*EXERCISE PASSAGE:*
______________________________
The proposed layer-wise training algorithm. At each training step, a two-layer network is trained to fit the ground-truth. After training has finished, the weights of the first layer are frozen, and the second training step is performed. This training algorithm is repeated *k* times to obtain a deep network with *k+1* convolutional layers. L(y,$$$\hat{x}_i$$$) is the loss for i^{th} step where y is ground-truth, and $$$\hat{x}_i$$$ is the prediction of i^{th} layer. In the final network, each layer except the final layer have 7x7 kernel size and 256 channels, and the final layer has 1x1 kernel size.

Test performance for convex layer-wise training vs end-to-end training with Poisson Disc sampling (top) and Cartesian sampling (bottom). For layer-wise training 5 layers are sequentially added. The same end-to-end network is trained also with end-to-end training. The gap between layer-wise and end-to-end training is negligible.
______________________________
*THE DATA:*
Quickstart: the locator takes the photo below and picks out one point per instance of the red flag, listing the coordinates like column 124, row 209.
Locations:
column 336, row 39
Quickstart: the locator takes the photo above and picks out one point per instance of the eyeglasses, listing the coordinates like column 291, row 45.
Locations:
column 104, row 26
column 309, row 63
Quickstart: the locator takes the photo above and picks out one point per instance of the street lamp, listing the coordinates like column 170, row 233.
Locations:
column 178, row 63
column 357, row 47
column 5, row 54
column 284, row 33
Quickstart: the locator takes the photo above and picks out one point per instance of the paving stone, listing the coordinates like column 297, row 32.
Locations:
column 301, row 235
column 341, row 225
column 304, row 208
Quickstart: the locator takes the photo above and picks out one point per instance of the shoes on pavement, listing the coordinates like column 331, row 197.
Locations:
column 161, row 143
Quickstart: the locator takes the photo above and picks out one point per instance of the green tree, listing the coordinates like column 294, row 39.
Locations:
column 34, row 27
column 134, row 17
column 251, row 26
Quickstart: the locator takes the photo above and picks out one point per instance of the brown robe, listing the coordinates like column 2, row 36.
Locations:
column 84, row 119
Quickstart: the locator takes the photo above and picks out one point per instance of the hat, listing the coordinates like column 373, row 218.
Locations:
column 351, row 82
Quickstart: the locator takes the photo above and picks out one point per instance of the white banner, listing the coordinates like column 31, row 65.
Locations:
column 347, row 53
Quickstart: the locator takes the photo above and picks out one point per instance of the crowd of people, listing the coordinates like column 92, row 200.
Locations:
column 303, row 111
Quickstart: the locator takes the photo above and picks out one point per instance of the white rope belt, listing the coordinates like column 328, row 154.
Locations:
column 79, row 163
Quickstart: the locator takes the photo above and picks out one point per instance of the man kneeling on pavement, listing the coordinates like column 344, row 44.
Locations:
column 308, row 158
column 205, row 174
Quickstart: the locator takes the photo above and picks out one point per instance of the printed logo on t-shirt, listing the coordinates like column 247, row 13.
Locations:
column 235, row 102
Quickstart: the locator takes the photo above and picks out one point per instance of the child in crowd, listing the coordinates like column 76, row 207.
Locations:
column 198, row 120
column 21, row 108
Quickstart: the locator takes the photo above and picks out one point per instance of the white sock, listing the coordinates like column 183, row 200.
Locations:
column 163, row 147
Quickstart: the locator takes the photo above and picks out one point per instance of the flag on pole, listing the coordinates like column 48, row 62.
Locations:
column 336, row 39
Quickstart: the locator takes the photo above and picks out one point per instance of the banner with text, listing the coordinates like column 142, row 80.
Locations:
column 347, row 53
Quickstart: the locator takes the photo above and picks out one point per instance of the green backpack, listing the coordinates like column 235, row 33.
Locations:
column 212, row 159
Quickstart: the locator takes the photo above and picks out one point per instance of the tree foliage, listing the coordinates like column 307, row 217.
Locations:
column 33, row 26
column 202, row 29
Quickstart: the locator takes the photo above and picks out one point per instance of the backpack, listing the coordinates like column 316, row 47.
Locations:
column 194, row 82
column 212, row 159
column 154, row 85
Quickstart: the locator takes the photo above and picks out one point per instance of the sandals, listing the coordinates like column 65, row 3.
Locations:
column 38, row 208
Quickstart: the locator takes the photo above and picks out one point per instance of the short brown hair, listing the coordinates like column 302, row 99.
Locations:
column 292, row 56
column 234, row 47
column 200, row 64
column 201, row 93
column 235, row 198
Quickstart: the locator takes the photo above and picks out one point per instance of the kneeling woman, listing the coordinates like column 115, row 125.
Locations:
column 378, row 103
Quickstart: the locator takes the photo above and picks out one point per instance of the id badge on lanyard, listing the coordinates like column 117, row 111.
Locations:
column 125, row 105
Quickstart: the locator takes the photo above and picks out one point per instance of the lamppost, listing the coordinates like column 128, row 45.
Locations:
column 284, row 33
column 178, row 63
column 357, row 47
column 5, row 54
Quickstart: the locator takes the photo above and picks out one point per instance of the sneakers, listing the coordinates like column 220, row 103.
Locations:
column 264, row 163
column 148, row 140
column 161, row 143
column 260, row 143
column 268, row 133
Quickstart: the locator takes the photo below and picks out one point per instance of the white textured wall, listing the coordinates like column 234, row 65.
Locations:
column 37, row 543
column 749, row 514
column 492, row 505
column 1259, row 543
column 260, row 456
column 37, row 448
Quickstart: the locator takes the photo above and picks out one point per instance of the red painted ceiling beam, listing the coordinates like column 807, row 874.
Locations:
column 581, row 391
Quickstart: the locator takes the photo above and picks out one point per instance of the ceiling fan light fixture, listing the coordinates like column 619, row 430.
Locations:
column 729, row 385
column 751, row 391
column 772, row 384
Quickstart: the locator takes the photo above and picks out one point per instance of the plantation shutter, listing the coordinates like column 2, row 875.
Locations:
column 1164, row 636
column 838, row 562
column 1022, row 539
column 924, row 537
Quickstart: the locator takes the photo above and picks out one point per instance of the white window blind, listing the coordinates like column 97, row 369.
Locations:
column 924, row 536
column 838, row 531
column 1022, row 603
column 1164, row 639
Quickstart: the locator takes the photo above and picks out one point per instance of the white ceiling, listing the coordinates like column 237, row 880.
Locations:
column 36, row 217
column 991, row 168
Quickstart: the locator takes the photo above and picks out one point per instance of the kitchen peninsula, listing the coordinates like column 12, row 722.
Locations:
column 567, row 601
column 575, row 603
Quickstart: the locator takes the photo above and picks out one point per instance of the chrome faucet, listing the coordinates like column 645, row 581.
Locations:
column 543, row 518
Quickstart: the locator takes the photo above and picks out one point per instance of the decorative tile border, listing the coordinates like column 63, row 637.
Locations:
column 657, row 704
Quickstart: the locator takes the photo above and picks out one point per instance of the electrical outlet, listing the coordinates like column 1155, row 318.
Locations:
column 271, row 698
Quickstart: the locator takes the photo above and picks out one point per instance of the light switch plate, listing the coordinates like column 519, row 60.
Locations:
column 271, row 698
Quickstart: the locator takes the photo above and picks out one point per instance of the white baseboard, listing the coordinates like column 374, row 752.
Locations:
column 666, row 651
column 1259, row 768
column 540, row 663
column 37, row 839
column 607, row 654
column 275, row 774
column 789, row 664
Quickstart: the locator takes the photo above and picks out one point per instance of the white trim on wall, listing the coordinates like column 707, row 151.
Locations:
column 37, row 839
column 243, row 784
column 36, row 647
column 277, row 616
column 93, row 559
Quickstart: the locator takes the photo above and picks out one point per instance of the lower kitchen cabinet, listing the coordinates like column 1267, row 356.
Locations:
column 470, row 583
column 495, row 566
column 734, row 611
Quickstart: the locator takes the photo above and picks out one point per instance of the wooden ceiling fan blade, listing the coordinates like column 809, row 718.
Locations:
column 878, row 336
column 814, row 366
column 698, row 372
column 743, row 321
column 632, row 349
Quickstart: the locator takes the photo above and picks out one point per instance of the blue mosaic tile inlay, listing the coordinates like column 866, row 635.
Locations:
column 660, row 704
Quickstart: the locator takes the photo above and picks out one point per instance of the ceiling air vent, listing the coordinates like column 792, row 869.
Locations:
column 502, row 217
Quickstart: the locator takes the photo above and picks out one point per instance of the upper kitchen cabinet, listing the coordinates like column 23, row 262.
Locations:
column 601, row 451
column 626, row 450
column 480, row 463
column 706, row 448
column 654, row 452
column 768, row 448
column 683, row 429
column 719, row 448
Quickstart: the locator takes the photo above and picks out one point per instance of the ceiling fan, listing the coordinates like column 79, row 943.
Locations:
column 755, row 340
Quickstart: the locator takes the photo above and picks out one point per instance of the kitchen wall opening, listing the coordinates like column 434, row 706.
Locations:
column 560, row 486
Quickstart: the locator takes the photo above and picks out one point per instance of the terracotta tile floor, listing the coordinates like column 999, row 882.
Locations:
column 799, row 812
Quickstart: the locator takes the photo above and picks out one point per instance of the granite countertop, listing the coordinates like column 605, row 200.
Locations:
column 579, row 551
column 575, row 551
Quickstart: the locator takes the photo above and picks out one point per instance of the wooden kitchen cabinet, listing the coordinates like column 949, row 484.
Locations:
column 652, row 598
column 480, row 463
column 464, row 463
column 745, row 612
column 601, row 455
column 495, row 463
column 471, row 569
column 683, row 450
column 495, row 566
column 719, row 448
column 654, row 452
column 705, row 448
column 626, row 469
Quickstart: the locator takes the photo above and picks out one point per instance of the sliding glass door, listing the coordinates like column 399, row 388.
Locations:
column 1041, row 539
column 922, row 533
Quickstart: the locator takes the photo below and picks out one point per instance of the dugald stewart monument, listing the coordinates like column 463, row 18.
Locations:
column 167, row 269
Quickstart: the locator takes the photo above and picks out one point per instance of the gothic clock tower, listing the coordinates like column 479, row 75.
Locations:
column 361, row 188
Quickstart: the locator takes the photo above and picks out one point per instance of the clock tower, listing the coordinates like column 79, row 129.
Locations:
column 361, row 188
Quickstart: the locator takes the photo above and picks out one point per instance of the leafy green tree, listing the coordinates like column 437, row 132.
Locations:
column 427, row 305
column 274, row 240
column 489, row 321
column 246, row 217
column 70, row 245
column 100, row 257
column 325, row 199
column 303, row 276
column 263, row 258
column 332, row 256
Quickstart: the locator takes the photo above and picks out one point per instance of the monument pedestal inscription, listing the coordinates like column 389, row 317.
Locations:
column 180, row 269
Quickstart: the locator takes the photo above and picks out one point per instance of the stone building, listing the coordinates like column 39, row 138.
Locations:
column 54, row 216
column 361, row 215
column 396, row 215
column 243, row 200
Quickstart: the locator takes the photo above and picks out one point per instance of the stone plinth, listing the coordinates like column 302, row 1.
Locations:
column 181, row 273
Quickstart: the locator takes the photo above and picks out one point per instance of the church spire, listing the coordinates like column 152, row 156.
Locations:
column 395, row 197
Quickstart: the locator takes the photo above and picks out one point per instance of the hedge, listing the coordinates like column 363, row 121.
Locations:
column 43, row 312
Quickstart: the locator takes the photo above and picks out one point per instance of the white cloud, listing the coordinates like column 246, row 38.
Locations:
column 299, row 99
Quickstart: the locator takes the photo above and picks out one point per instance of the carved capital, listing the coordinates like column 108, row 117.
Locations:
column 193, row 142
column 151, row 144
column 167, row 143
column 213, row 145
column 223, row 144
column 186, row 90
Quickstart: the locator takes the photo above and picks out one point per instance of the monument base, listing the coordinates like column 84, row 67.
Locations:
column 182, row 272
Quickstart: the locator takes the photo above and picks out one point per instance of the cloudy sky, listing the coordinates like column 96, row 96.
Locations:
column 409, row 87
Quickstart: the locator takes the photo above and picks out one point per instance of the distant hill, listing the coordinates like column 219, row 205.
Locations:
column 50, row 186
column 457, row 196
______________________________
*QUESTIONS ON THE MATERIAL:*
1. Answer these from the passage on layer-wise training, one line each.
(a) What kernel size and how many channels does every layer except the final one have?
(b) How many layers are added one after another in the layer-wise training test?
(c) How big is the gap between layer-wise and end-to-end training?
2. Carry on the passage about layer-wise network training, starting right after its last sentence.

*ANSWER SET:*
1.
(a) A 7x7 kernel size and 256 channels.
(b) 5 layers.
(c) It is negligible.

2.
Representative knee images from the test set for layer-wise training vs end-to-end training with Poisson disc sampling (top) and Cartesian sampling (bottom). End-to-end training and layer-wise training have similar perceptual quality.

Maximum batch size of layer-wise training and end-to-end training allowed by memory constraints of a single GPU, with 256 convolutional filters and a 5-layer network. Layer-wise training allows for much higher batch sizes.